→ Short problem
Can you retype every line of the records below without changing a single character?

** Start of The data **

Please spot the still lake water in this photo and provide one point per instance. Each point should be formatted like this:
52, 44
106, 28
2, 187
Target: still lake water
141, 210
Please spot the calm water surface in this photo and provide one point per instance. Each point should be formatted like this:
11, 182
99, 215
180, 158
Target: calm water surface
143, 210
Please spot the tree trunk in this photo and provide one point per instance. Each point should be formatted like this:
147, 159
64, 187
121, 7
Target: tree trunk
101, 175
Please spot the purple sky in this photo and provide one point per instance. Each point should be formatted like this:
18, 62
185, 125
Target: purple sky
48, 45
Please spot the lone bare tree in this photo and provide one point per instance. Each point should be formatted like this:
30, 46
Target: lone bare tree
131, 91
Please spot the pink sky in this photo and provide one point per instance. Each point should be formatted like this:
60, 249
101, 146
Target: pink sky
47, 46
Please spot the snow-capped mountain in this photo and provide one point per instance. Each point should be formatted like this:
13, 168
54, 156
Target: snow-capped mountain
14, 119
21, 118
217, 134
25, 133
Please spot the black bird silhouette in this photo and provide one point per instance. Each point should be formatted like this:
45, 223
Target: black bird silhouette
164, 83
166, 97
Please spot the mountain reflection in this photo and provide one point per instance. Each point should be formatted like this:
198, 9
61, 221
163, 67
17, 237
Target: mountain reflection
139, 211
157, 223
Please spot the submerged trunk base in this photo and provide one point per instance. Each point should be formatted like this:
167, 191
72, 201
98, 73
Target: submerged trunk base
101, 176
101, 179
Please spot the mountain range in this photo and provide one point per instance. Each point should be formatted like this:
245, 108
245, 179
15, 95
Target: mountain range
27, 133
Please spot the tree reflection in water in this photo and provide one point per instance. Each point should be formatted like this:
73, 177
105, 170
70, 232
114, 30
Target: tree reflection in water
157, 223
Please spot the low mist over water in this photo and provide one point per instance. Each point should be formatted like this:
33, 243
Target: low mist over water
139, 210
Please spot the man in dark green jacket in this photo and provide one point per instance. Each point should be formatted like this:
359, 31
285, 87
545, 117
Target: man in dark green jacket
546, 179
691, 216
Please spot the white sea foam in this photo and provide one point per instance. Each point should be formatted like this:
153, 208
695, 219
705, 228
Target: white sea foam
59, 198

** End of The data **

→ Solution below
Please spot the still lake water in this photo and provide one point per instance. Each point should be formatted like this:
52, 44
106, 28
2, 187
Target: still lake water
141, 210
Please spot the calm water surface in this photo and provide one point per instance. Each point should be formatted like this:
11, 182
99, 215
180, 158
Target: calm water surface
143, 210
Please spot the tree trunk in this photo and provide one point per instance. Each point should be formatted like this:
147, 159
64, 187
121, 7
Target: tree trunk
101, 175
Please spot the purple sky in this photo and provide one point per instance. Each point should be formatted like this:
18, 62
185, 125
Target: purple sky
48, 45
Please spot the lone bare tree in this photo and provide one point per instance. Each point should be formatted like this:
30, 46
Target: lone bare tree
131, 91
Please spot the pink sky in this photo and provide one point per instance. Each point should be formatted like this:
60, 249
101, 146
Target: pink sky
47, 46
Please spot the snow-capped mountain in this photo and provide one point per instance. Each point should be formatted like this:
13, 168
54, 156
Target: snow-capped mountain
14, 119
21, 118
217, 134
25, 133
Please spot the black bird silhouette in this photo and provide one point per instance. Each point should be formatted like this:
45, 223
Target: black bird silhouette
164, 83
166, 97
Please spot the mountain reflection in this photo and provide one point per instance. Each point should be formatted like this:
198, 9
61, 221
163, 67
17, 237
Target: mountain reflection
139, 211
157, 223
Please spot the submerged trunk base in this photo and provide one point per instance. Each point should be formatted like this:
167, 191
72, 201
98, 73
Target: submerged trunk base
101, 176
101, 179
Please spot the mountain range in this photo and provide one point per instance. Each point should be formatted like this:
245, 108
245, 179
15, 95
Target: mountain range
27, 133
Please spot the tree reflection in water in this photo and provide one point per instance. Each point should be formatted like this:
73, 177
105, 170
70, 232
114, 30
Target: tree reflection in water
157, 223
Please spot the low mist over water in this photo and provide one point per instance. Each point should be formatted like this:
33, 243
Target: low mist over water
139, 210
Please spot the man in dark green jacket in this photo and provide one point per instance. Each point should be formatted like this:
359, 31
285, 87
545, 117
Target: man in dark green jacket
546, 179
691, 216
Please spot the white sea foam in this photo and provide one point per instance. Each point should be formatted like this:
153, 208
695, 219
705, 228
Target: white sea foam
59, 198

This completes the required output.